• Brief 1
Answer these from the article on frailty and ICU survival after cardiac arrest:
(a) In which journal was the study published?
(b) What median survival times did frail and non-frail patients have?
(c) By what percentage did survival worsen with each unit increase in the Clinical Frail Scale?
• Brief 2
From the article on frailty and ICU survival, quote the part that opens with the words containing "Frailty tied to" and closes with "in-hospital cardiac arrest.".
• Brief 3
Write the next part of the article on frailty and ICU survival after cardiac arrest, picking up after its last sentence.

• Supplied passage
╔══

Frailty tied to poorer one-year survival among ICU patients after cardiac arrest: Study
Australia: In the realm of critical care medicine, the role of frailty in determining patient outcomes has emerged as a critical area of study. A recent research study has shed new light on how frailty impacts survival times among patients admitted to the intensive care unit (ICU) following in-hospital cardiac arrest.
The retrospective multicentre study, published in the Journal of Critical Care, revealed that frailty is associated with poorer one-year survival in patients admitted to Australian ICUs following an in-hospital cardiac arrest (IHCA).
"In critically ill adults who experienced IHCA, frail individuals faced significantly shorter median survival times (19 days versus 302 days) and worse overall one-year mortality than their non-frail counterparts (64.8% versus 36.4%)," the researchers reported. "Alarmingly, each unit increase in Clinical Frail Scale (CFS) associated with a 22% worse survival outcome, adjusted hazard ratio = 1.22."

╚══

• Information
╔══

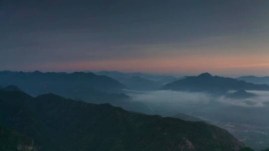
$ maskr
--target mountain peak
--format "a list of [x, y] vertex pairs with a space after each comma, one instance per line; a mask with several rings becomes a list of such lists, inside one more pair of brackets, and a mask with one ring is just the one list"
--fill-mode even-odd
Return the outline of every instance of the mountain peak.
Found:
[[208, 73], [203, 73], [198, 76], [199, 77], [212, 77], [212, 75]]

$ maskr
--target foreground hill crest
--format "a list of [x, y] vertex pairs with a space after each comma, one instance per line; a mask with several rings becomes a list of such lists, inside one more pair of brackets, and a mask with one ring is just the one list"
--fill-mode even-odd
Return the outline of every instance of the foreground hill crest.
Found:
[[0, 104], [1, 123], [33, 138], [40, 151], [237, 151], [244, 146], [226, 130], [204, 122], [131, 113], [53, 94], [32, 97], [0, 90]]

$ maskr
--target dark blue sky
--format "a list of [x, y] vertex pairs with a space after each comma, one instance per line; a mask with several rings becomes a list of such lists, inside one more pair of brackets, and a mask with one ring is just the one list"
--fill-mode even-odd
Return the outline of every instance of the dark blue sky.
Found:
[[1, 0], [0, 33], [0, 70], [269, 75], [269, 0]]

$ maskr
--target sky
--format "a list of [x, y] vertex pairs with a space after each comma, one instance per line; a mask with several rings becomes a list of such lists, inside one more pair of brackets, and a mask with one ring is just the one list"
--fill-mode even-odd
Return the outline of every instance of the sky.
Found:
[[0, 70], [269, 76], [269, 0], [0, 0]]

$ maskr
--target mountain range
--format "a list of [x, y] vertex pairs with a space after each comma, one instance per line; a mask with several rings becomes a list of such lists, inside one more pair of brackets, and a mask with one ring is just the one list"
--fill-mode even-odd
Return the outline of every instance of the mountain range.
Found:
[[230, 90], [269, 90], [269, 85], [248, 83], [230, 77], [213, 76], [206, 73], [166, 84], [162, 89], [223, 93]]
[[245, 81], [247, 82], [251, 82], [255, 84], [269, 84], [269, 76], [258, 77], [253, 76], [243, 76], [237, 78], [238, 80]]
[[123, 73], [117, 71], [102, 71], [96, 72], [95, 74], [97, 75], [104, 75], [113, 78], [115, 79], [121, 81], [124, 79], [132, 78], [132, 77], [139, 76], [142, 78], [154, 81], [160, 85], [164, 85], [166, 83], [173, 82], [179, 78], [171, 76], [161, 76], [152, 74], [144, 74], [141, 73]]
[[153, 80], [147, 79], [139, 76], [130, 78], [121, 78], [119, 81], [126, 85], [128, 89], [136, 90], [154, 90], [159, 89], [162, 85]]
[[93, 103], [110, 102], [128, 97], [121, 92], [125, 86], [117, 80], [105, 76], [83, 72], [3, 71], [0, 72], [0, 85], [2, 87], [16, 85], [32, 96], [53, 93]]
[[35, 151], [237, 151], [244, 147], [226, 130], [204, 122], [130, 112], [51, 93], [33, 97], [0, 90], [0, 123], [32, 138]]

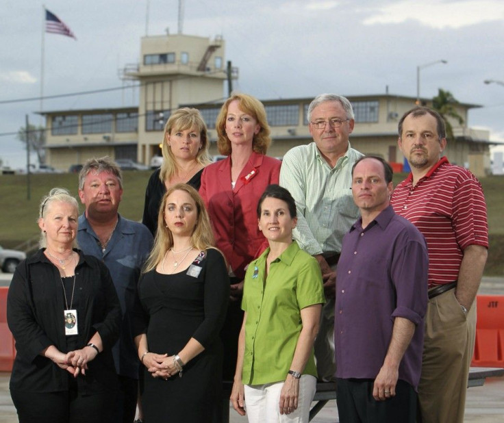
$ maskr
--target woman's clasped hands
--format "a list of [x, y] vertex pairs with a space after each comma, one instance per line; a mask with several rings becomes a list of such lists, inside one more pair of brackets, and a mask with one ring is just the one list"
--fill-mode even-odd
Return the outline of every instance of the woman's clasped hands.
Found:
[[160, 377], [167, 381], [168, 378], [179, 374], [173, 356], [168, 357], [168, 354], [148, 352], [144, 357], [143, 363], [152, 377]]

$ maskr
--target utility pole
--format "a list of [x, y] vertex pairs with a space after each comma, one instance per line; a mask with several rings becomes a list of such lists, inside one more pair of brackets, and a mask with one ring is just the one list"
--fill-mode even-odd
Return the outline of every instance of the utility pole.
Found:
[[227, 70], [226, 73], [227, 74], [227, 97], [231, 97], [231, 93], [233, 92], [233, 79], [231, 79], [231, 71], [232, 68], [231, 66], [231, 60], [227, 61]]
[[30, 193], [30, 178], [29, 178], [29, 122], [28, 115], [26, 116], [26, 199], [29, 201], [32, 198]]

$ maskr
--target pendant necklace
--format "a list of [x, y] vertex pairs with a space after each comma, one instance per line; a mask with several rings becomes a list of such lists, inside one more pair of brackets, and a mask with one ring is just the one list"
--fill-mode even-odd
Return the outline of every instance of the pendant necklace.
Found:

╚══

• Task answer 1
(a) The Journal of Critical Care.
(b) 19 days for frail patients versus 302 days for non-frail patients.
(c) 22%.

• Task answer 2
Frailty tied to poorer one-year survival among ICU patients after cardiac arrest: Study
Australia: In the realm of critical care medicine, the role of frailty in determining patient outcomes has emerged as a critical area of study. A recent research study has shed new light on how frailty impacts survival times among patients admitted to the intensive care unit (ICU) following in-hospital cardiac arrest.

• Task answer 3
In-hospital cardiac arrest is a serious medical emergency. When IHCA occurs in frail patients, short-term survival is poor. However, the effect of frailty on long-term survival is unknown. To fill this knowledge gap, Ryo Ueno, Intensive Care Medicine, Eastern Health, Victoria, Australia, and colleagues aimed to assess the association between frailty and one-year survival in IHCA patients admitted to ICU in Australia.